*SOURCE EXTRACT:*
****

In case of companies' liquidation, they openly sell their user databases on the internet as one of the liquidated assets.

Well, think this way. If Microsoft bought , say, Skype, had Skype sold its user database and what is the sense/value of Skype, or Facebook, without their user database?

Besides, online service companies, like Facebook, are functioning on the basis of license (terms of service, etc.) agreements with users not contracts.
That means that if one of the sides breaks it, this would constitute violation of copyright law not contract law.

Update:
Here is an excerpt from

  • Hundreds of websites share usernames sans permission.
    Photobucket, Wall Street Journal, Home Depot take liberties with your personal info
    http://www.theregister.co.uk/2011/10/11/websites_share_usernames/

    • "Home Depot, The Wall Street Journal, Photobucket, and hundreds of other websites share visitor's names, usernames, or other personal information with advertisers or other third parties, often without disclosing the practice in privacy policies, academic researchers said.

      Sixty-one percent of websites tested by researchers from Stanford Law School's Center for Internet and Society leaked the personal information, sometimes to dozens of third-party partners. Home Depot, for example, disclosed the first names and email addresses of visitors who clicked on an ad to 13 companies. The Wall Street Journal divulged to seven of its partners the email address of users who enter the wrong password. And Photobucket handed over the usernames of those who use the site to share images with their friends."

  • Your phone company is selling your personal data (CNN, Nov 1, 2011)

****

*DATA TO EXAMINE:*
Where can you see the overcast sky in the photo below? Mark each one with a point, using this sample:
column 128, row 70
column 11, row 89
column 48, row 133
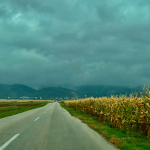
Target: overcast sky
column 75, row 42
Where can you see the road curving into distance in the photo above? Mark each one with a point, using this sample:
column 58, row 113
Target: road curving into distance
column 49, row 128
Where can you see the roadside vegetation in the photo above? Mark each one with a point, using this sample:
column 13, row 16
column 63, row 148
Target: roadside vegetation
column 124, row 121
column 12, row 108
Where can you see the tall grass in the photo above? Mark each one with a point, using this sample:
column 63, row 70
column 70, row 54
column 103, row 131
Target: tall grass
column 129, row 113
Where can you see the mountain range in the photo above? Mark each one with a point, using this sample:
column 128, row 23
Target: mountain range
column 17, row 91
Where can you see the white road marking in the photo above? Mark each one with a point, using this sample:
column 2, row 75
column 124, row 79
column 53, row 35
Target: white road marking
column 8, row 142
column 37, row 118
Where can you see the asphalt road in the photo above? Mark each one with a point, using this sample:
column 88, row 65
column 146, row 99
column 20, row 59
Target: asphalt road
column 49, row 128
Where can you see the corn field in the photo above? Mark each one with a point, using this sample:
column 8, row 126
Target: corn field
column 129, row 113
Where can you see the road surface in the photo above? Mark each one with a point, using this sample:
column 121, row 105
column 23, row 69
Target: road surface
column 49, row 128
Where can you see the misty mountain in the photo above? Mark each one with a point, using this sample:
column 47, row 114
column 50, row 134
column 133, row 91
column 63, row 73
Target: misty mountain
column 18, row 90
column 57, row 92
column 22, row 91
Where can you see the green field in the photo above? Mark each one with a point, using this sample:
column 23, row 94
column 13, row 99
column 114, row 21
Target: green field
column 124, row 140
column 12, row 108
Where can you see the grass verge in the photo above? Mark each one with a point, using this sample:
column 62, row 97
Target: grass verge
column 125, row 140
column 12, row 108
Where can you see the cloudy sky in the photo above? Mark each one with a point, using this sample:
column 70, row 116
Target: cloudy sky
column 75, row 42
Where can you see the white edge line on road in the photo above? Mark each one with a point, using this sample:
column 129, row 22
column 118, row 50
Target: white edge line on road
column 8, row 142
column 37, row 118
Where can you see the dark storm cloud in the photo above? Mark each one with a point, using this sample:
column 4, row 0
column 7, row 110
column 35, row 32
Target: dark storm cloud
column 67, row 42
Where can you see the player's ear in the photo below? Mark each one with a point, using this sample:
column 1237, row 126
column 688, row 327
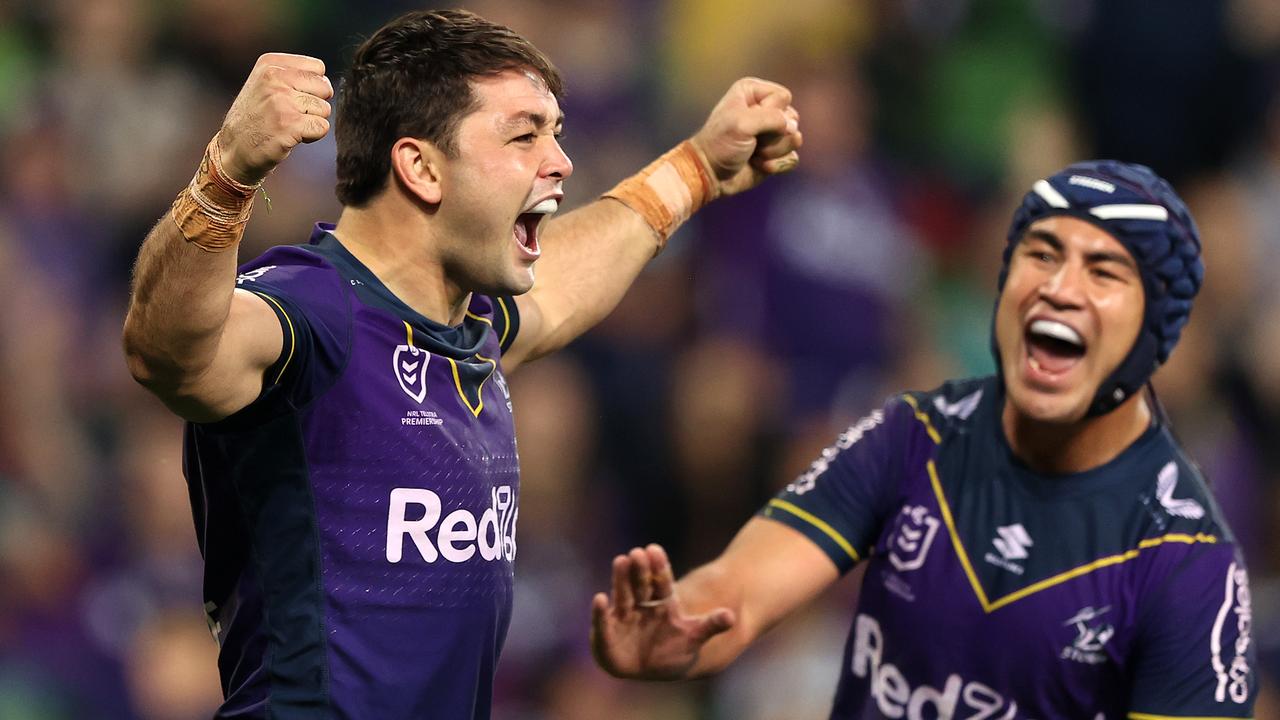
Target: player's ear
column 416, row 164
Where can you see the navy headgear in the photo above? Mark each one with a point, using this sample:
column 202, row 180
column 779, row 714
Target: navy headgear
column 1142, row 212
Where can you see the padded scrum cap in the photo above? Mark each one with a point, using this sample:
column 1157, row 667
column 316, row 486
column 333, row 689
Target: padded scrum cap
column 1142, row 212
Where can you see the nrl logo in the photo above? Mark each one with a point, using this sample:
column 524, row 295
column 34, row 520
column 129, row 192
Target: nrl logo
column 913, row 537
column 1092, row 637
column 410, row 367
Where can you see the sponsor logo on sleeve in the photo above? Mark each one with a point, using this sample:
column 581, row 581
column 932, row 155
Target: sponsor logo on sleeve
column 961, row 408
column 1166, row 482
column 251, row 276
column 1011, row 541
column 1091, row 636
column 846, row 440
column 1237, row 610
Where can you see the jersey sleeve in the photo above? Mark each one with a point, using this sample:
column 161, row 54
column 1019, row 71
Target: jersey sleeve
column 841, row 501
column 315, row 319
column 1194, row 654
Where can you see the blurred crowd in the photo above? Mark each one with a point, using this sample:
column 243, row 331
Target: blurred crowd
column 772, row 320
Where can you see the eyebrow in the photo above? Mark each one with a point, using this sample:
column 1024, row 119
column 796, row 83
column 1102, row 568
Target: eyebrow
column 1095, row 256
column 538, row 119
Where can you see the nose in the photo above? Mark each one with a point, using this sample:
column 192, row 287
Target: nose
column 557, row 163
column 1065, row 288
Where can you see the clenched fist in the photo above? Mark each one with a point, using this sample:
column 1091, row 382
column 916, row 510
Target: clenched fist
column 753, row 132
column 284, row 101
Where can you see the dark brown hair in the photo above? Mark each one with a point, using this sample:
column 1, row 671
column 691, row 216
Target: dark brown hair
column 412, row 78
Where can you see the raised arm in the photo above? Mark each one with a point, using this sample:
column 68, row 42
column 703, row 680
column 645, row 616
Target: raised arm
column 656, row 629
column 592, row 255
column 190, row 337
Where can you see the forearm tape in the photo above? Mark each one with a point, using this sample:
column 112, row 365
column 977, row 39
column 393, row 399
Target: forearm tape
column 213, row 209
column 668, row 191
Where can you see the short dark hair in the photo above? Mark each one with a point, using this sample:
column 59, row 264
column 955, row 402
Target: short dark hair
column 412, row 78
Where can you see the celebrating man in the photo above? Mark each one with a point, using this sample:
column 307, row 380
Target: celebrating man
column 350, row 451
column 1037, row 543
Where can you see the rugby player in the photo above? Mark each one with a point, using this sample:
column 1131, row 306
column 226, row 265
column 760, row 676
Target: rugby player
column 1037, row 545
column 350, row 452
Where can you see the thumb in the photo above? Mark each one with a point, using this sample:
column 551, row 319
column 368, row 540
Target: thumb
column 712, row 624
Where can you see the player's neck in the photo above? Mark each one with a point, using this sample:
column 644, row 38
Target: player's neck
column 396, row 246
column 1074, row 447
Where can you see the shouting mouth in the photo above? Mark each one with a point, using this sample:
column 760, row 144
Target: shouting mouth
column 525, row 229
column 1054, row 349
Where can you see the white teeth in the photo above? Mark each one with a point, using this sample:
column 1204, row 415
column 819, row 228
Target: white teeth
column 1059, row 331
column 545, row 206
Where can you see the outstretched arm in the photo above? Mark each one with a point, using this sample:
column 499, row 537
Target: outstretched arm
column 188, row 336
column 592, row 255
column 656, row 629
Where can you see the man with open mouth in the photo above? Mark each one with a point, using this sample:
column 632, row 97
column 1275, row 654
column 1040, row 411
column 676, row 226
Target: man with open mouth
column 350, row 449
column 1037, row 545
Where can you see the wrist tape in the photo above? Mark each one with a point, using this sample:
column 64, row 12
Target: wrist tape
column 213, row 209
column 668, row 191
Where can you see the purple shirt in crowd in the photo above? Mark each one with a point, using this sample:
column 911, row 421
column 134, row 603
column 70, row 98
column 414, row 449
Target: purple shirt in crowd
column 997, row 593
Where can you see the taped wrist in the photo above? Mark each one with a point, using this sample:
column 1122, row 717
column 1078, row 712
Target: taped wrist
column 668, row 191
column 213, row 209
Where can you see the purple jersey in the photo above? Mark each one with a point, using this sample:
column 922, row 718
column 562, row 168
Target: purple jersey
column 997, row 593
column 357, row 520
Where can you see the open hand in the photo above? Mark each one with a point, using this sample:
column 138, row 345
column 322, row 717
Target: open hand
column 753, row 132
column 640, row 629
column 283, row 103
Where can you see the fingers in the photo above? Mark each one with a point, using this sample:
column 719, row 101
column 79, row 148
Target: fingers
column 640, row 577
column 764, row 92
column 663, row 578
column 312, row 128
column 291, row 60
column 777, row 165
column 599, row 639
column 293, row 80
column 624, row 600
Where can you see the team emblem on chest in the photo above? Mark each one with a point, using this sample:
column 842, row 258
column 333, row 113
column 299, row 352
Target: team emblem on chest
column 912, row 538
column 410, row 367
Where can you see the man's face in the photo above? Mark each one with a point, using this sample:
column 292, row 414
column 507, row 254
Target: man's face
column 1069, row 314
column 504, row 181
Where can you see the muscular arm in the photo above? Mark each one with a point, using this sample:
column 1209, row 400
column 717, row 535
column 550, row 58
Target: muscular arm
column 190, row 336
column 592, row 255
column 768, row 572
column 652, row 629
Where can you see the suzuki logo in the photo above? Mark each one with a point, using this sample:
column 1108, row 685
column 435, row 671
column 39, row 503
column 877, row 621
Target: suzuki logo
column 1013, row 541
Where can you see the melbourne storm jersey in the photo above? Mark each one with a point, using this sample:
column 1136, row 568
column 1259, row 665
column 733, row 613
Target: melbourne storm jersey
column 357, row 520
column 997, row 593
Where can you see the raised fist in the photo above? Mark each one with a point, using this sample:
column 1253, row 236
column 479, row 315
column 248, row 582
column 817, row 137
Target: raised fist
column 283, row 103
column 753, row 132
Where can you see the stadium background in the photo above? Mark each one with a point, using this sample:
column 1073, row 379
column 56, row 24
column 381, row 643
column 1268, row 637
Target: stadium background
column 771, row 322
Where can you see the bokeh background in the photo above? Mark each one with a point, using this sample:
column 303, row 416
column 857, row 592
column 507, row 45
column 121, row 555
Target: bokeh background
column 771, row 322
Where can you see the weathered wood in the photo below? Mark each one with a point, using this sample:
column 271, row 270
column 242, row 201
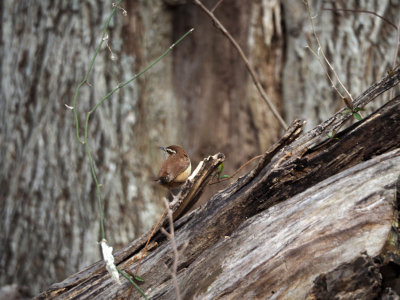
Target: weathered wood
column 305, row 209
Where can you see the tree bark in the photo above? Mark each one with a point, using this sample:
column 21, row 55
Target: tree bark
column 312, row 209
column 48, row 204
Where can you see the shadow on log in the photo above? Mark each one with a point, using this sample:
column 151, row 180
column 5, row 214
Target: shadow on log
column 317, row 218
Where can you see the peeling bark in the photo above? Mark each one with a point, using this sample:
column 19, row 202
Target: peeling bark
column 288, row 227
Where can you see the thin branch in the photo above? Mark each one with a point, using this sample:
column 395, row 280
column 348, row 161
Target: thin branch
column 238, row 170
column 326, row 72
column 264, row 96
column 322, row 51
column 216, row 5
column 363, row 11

****

*REQUIREMENT A:* In the user-data passage, what share of the websites tested by the Stanford researchers leaked personal information?
*REQUIREMENT B:* Reproduce the stretch of the user-data passage from "Besides, online service" through "academic researchers said.", word for word.
The records are not used here.

*FINAL ANSWER A:* Sixty-one percent.

*FINAL ANSWER B:*
Besides, online service companies, like Facebook, are functioning on the basis of license (terms of service, etc.) agreements with users not contracts.
That means that if one of the sides breaks it, this would constitute violation of copyright law not contract law.

Update:
Here is an excerpt from

  • Hundreds of websites share usernames sans permission.
    Photobucket, Wall Street Journal, Home Depot take liberties with your personal info
    http://www.theregister.co.uk/2011/10/11/websites_share_usernames/

    • "Home Depot, The Wall Street Journal, Photobucket, and hundreds of other websites share visitor's names, usernames, or other personal information with advertisers or other third parties, often without disclosing the practice in privacy policies, academic researchers said.